[[ Materials provided, beginning ]]

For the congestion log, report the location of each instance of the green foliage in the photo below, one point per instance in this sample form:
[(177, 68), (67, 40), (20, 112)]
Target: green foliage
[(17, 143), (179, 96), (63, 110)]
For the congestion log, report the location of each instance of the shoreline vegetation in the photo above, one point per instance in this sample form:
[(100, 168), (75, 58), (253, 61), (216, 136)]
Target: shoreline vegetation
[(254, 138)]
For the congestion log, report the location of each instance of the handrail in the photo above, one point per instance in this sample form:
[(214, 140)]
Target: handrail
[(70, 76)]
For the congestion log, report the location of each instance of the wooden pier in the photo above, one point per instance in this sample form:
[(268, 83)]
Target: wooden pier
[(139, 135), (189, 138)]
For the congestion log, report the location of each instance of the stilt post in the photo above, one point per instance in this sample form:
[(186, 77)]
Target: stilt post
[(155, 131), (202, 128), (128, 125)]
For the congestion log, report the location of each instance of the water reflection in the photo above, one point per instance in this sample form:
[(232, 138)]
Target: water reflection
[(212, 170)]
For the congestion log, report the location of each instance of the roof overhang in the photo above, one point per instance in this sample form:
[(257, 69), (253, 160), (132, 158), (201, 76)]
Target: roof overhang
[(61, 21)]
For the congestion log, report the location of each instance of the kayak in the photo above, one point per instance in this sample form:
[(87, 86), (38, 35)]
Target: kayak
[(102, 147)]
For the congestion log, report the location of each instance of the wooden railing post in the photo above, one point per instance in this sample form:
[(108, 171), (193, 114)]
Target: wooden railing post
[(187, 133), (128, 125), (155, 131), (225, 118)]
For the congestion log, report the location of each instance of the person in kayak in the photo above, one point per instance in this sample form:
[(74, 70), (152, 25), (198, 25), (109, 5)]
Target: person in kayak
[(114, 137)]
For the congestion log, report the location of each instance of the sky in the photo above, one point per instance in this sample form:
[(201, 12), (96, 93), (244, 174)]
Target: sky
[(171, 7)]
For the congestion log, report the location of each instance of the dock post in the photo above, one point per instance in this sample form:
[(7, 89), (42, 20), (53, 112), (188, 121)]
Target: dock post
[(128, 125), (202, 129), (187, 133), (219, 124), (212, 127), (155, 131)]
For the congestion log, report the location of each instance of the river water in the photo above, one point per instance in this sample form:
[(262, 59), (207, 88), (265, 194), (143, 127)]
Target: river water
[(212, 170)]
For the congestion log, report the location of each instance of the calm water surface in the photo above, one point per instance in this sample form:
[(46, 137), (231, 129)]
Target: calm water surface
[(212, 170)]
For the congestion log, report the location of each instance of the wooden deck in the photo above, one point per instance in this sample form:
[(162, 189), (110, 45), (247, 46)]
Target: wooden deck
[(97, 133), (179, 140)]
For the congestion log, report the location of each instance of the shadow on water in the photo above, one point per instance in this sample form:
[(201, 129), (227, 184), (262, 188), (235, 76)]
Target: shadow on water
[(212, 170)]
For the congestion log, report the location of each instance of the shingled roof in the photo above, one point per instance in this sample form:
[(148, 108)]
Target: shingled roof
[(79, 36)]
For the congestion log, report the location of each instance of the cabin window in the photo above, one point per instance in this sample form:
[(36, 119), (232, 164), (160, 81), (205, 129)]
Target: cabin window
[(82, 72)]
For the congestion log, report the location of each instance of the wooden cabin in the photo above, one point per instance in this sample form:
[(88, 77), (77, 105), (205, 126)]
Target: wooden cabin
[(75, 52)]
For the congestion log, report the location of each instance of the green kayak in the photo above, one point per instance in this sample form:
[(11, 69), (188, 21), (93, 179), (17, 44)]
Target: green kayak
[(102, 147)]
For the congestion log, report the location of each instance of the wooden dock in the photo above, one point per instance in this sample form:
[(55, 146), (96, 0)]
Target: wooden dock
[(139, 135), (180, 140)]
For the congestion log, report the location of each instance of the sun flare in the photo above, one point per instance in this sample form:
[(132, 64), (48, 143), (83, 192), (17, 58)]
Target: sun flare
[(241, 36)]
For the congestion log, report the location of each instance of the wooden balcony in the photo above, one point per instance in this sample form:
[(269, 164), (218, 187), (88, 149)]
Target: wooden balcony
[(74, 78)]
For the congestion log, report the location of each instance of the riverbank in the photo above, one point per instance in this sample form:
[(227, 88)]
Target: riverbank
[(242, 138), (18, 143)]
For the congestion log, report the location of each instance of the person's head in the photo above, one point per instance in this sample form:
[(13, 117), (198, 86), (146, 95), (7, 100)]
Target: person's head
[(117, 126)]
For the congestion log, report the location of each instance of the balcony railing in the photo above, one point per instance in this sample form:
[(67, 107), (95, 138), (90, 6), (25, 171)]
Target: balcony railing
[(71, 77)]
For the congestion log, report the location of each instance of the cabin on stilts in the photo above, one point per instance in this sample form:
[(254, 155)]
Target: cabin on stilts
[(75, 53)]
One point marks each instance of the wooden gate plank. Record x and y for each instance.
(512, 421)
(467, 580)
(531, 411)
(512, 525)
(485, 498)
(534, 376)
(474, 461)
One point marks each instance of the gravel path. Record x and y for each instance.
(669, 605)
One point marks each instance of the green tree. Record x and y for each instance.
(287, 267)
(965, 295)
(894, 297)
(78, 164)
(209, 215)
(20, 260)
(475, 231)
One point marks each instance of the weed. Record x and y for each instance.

[[ Materials provided, end ]]

- [Requirement]:
What is needed is an exact copy of the lines above, from the one containing "[(55, 146), (96, 0)]" through the one containing "[(132, 64), (48, 143), (83, 192), (17, 58)]", with nothing added.

- [Output below]:
[(55, 146), (96, 0)]
Target: wooden dock
[(139, 135), (180, 140)]
For the congestion log, report the location of each instance of the sun flare in the photo above, one point per instance in this sample form:
[(132, 64), (48, 143), (83, 192), (17, 58)]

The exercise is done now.